___ Information given ___

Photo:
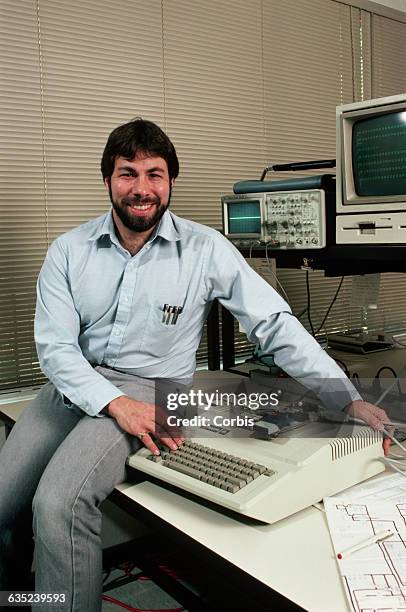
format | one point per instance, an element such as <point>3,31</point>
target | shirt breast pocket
<point>163,330</point>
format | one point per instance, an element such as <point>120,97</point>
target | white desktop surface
<point>293,557</point>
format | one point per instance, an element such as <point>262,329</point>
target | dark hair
<point>138,136</point>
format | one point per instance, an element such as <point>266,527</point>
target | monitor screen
<point>379,154</point>
<point>244,217</point>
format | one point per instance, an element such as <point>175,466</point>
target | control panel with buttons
<point>295,219</point>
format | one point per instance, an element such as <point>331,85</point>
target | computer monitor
<point>243,217</point>
<point>371,156</point>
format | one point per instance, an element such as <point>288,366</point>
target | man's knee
<point>50,507</point>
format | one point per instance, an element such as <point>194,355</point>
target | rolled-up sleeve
<point>267,320</point>
<point>57,329</point>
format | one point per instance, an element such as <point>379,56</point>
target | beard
<point>139,223</point>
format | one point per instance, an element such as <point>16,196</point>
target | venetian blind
<point>236,85</point>
<point>23,236</point>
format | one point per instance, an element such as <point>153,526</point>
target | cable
<point>309,318</point>
<point>341,363</point>
<point>331,305</point>
<point>385,393</point>
<point>386,368</point>
<point>117,602</point>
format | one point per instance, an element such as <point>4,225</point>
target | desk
<point>289,565</point>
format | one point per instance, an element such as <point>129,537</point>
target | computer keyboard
<point>214,467</point>
<point>269,480</point>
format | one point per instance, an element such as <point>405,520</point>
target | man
<point>103,340</point>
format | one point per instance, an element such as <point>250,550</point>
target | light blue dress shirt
<point>97,304</point>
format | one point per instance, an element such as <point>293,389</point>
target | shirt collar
<point>166,229</point>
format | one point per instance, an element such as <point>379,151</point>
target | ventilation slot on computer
<point>341,447</point>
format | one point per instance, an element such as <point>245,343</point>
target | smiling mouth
<point>141,206</point>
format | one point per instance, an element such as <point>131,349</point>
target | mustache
<point>130,201</point>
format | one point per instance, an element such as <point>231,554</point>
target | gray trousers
<point>56,467</point>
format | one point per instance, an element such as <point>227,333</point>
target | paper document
<point>373,572</point>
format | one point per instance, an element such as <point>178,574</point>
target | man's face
<point>140,191</point>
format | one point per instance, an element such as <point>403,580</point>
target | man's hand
<point>374,416</point>
<point>142,419</point>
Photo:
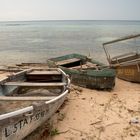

___

Written instruction: In the records, rewrite everything from the line containing "such as <point>262,329</point>" down to the line containing "<point>295,219</point>", swapping "dark hair" for "black hair" and leaving the rest unchanged.

Answer for the task:
format | one point per instance, an element such as <point>262,329</point>
target | black hair
<point>138,136</point>
format | one point per instance, an element such as <point>266,527</point>
target | monitor screen
<point>379,154</point>
<point>244,217</point>
format | one point per instance, an element such as <point>175,466</point>
target | control panel with buttons
<point>295,219</point>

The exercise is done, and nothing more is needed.